HOW TO COMPLETE THIS TASK: Return the data below unchanged. Drop any pictures.

EXERCISE MATERIAL:
-=-=-=-=-

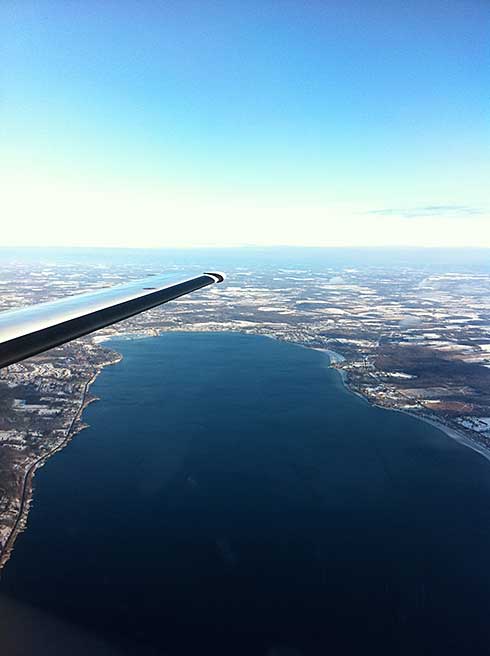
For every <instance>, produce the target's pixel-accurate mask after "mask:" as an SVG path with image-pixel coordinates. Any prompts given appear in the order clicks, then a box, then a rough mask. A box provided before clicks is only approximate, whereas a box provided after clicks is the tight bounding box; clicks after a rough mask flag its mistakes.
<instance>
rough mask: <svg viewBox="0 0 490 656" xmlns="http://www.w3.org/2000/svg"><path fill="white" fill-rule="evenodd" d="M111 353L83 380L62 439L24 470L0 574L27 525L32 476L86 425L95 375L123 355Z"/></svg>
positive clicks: (61, 448) (33, 489)
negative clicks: (45, 453)
mask: <svg viewBox="0 0 490 656" xmlns="http://www.w3.org/2000/svg"><path fill="white" fill-rule="evenodd" d="M113 353H114V354H115V356H116V357H115V358H114V359H113V360H108V361H106V362H103V363H101V364H100V365H98V366H97V367H96V370H95V372H94V374H93V375H92V377H91V378H89V380H87V381H86V382H85V384H84V386H83V391H82V397H81V399H80V403H79V406H78V409H77V411H76V412H75V415H74V417H73V419H72V420H71V422H70V424H69V425H68V428H67V429H66V434H65V437H64V438H63V440H62V441H61V442H60V443H58V444H57V445H56V446H54V447H53V448H52V449H51V450H50V451H49V452H48V453H46V454H44V455H43V456H42V457H40V458H38V459H37V460H35V461H34V462H32V463H31V464H30V465H29V467H28V468H27V470H26V471H25V473H24V480H23V486H22V494H21V501H20V509H19V513H18V515H17V519H16V520H15V523H14V525H13V526H12V529H11V531H10V534H9V536H8V538H7V540H6V541H5V546H4V547H3V549H2V550H1V551H0V576H1V572H2V569H3V568H4V567H5V565H6V564H7V563H8V561H9V560H10V557H11V556H12V552H13V550H14V546H15V541H16V540H17V537H18V536H19V535H20V534H21V533H22V532H23V531H24V530H25V529H26V527H27V518H28V515H29V510H30V507H31V504H32V501H33V497H34V476H35V474H36V471H37V470H38V469H40V468H41V467H43V466H44V465H45V464H46V462H47V461H48V460H49V458H51V456H53V455H54V454H55V453H57V452H58V451H61V450H62V449H64V448H65V447H66V446H67V445H68V444H69V443H70V442H71V440H72V439H73V438H74V437H75V436H76V435H77V434H78V433H80V432H81V431H82V430H83V429H84V428H87V427H88V426H87V425H84V424H79V422H80V420H81V418H82V415H83V411H84V410H85V408H86V407H87V406H89V405H90V404H91V403H92V402H93V401H96V400H98V399H96V398H88V394H89V391H90V388H91V386H92V385H93V383H94V382H95V381H96V380H97V377H98V376H99V374H100V373H101V371H102V370H103V369H105V367H108V366H110V365H113V364H117V363H119V362H121V360H122V359H123V356H122V355H121V354H120V353H117V352H116V351H113Z"/></svg>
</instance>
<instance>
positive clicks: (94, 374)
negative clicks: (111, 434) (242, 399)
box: [0, 262, 490, 568]
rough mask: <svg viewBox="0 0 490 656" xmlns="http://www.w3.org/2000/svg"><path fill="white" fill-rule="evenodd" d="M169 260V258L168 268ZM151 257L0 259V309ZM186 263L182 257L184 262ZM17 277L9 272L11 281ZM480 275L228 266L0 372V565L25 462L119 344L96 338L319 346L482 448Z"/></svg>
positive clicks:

-=-=-=-=-

SOLUTION TO THIS PROBLEM:
For every <instance>, produce the target's pixel-accurate mask after "mask:" as an SVG path with image-pixel coordinates. Any prompts given appear in the order clicks, then a box, then a rough mask. A box provided before clicks is only approximate, whereas a box provided after clicks is the tight bounding box; clicks after a rough mask flag its mistakes.
<instance>
rough mask: <svg viewBox="0 0 490 656" xmlns="http://www.w3.org/2000/svg"><path fill="white" fill-rule="evenodd" d="M111 353L83 380L62 439L24 470L0 574L27 525L32 476L86 425L95 375L123 355Z"/></svg>
positive clicks: (61, 448) (33, 489)
negative clicks: (45, 453)
mask: <svg viewBox="0 0 490 656" xmlns="http://www.w3.org/2000/svg"><path fill="white" fill-rule="evenodd" d="M113 353H114V354H115V356H116V357H115V358H114V359H113V360H108V361H106V362H103V363H101V364H100V365H98V366H97V367H96V370H95V372H94V374H93V375H92V377H91V378H89V380H87V381H86V382H85V384H84V386H83V391H82V397H81V399H80V403H79V406H78V409H77V411H76V412H75V415H74V417H73V419H72V420H71V422H70V424H69V425H68V428H67V429H66V434H65V437H64V438H63V440H62V441H61V442H60V443H58V444H57V445H56V446H54V447H53V448H52V449H51V450H50V451H49V452H48V453H46V454H44V455H43V456H42V457H40V458H38V459H37V460H35V461H34V462H32V463H31V464H30V465H29V467H28V468H27V470H26V471H25V473H24V480H23V486H22V494H21V501H20V509H19V513H18V515H17V519H16V520H15V523H14V525H13V526H12V529H11V531H10V534H9V536H8V538H7V540H6V541H5V546H4V547H3V549H2V550H1V551H0V576H1V572H2V569H3V568H4V567H5V565H6V564H7V563H8V561H9V560H10V557H11V556H12V552H13V550H14V546H15V541H16V540H17V537H18V536H19V535H20V534H21V533H22V532H23V531H24V530H25V529H26V527H27V518H28V515H29V510H30V507H31V504H32V501H33V497H34V476H35V474H36V471H37V470H38V469H40V468H41V467H43V466H44V465H45V464H46V462H47V461H48V460H49V458H51V456H53V455H54V454H55V453H57V452H58V451H61V450H62V449H64V448H65V447H66V446H67V445H68V444H69V443H70V442H71V440H72V439H73V438H74V437H75V436H76V435H77V434H78V433H80V432H81V431H82V430H83V429H84V428H87V427H88V426H87V425H84V424H79V422H80V420H81V418H82V415H83V411H84V410H85V408H86V407H87V406H89V405H90V404H91V403H92V402H93V401H96V400H98V399H96V398H88V394H89V391H90V388H91V386H92V385H93V383H94V382H95V381H96V380H97V377H98V376H99V374H100V373H101V371H102V370H103V369H105V367H108V366H110V365H113V364H117V363H119V362H121V360H122V359H123V356H122V355H121V354H120V353H117V352H116V351H113Z"/></svg>
</instance>
<instance>
positive clicks: (94, 374)
negative clicks: (111, 434) (242, 399)
box: [0, 262, 490, 568]
rough mask: <svg viewBox="0 0 490 656" xmlns="http://www.w3.org/2000/svg"><path fill="white" fill-rule="evenodd" d="M169 260V258L168 268ZM151 257L0 259V309ZM186 263L182 257L184 262ZM17 277L9 272L11 281ZM480 275L228 266L0 372V565L25 462L119 344L96 338L319 346L482 448Z"/></svg>
positive clicks:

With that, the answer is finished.